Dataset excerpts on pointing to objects

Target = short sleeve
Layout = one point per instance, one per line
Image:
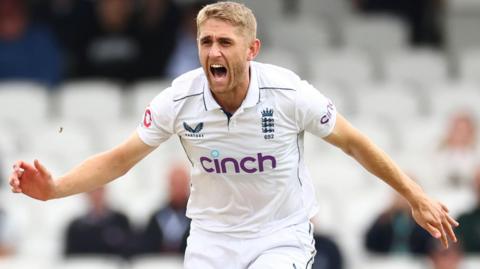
(315, 113)
(158, 120)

Problem description
Copy every line of the material above word for word, leaving out the picture.

The result
Target = short sleeve
Layout = one point per instance, one per line
Image:
(315, 113)
(158, 120)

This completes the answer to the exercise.